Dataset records
* start *

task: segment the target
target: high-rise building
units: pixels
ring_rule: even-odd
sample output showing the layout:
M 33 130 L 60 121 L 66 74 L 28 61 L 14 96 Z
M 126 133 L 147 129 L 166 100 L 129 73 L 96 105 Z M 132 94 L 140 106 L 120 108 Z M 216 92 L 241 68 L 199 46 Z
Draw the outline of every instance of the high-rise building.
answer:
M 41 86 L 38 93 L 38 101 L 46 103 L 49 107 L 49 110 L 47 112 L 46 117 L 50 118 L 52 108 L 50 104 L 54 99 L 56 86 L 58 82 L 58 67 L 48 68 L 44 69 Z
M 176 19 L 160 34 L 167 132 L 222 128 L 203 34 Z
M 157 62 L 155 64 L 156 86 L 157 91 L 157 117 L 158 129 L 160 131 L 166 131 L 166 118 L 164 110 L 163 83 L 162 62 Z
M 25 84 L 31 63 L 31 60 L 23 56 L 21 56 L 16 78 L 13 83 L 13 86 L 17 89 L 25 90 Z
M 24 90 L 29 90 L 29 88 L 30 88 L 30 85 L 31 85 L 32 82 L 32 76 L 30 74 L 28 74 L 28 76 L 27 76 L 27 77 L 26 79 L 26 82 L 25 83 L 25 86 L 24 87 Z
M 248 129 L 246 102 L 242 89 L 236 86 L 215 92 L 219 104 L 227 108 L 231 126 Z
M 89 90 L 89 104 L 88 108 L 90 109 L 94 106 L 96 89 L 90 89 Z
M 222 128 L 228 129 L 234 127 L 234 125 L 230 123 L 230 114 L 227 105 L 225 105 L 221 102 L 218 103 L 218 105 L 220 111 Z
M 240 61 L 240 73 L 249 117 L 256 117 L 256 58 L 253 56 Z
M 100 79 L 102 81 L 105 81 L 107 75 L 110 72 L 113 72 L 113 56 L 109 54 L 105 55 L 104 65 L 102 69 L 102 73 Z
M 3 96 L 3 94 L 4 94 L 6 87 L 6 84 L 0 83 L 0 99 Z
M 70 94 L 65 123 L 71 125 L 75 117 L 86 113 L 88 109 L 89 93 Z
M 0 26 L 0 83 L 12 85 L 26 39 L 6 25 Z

* end *

Given task ▸ Pull out every line of the material above and copy each one word for word, in the same order.

Reply to the exercise ▸
task: segment the target
target: high-rise building
units: pixels
ring_rule: even-odd
sample output showing the layout:
M 33 130 L 60 121 L 66 74 L 28 61 L 14 96 Z
M 126 133 L 147 129 L 166 100 L 129 73 L 96 105 Z M 132 94 L 140 106 L 120 108 Z M 216 92 L 241 68 L 199 46 Z
Draw the outline of every instance of the high-rise building.
answer:
M 41 86 L 38 93 L 38 101 L 46 103 L 49 107 L 49 110 L 47 112 L 46 117 L 50 118 L 52 108 L 50 104 L 54 99 L 56 86 L 58 82 L 58 67 L 48 68 L 44 69 Z
M 176 19 L 160 34 L 167 132 L 222 128 L 203 34 Z
M 157 62 L 155 64 L 156 86 L 157 91 L 157 117 L 158 129 L 160 131 L 166 131 L 166 118 L 164 110 L 163 83 L 162 62 Z
M 25 84 L 31 63 L 31 60 L 23 56 L 21 56 L 16 78 L 13 83 L 13 86 L 17 89 L 25 90 Z
M 24 90 L 29 90 L 29 88 L 30 88 L 30 85 L 31 85 L 32 82 L 32 76 L 30 74 L 28 74 L 28 76 L 27 76 L 27 77 L 26 79 L 26 82 L 25 83 L 25 86 L 24 87 Z
M 248 129 L 246 102 L 242 89 L 236 86 L 215 92 L 219 104 L 227 108 L 231 126 Z
M 89 90 L 89 104 L 88 108 L 90 109 L 94 106 L 96 89 L 90 89 Z
M 222 128 L 228 129 L 234 127 L 234 125 L 230 123 L 230 114 L 227 105 L 225 105 L 221 102 L 218 103 L 218 105 L 220 111 Z
M 240 61 L 240 73 L 249 117 L 256 117 L 256 58 L 253 56 Z
M 100 79 L 102 81 L 105 81 L 107 75 L 110 72 L 113 72 L 113 56 L 109 54 L 105 55 L 104 65 L 102 69 L 102 73 Z
M 3 96 L 3 94 L 4 94 L 6 87 L 6 84 L 0 83 L 0 99 Z
M 70 94 L 65 123 L 71 125 L 75 117 L 86 113 L 88 109 L 89 93 Z
M 0 26 L 0 83 L 12 85 L 26 39 L 6 25 Z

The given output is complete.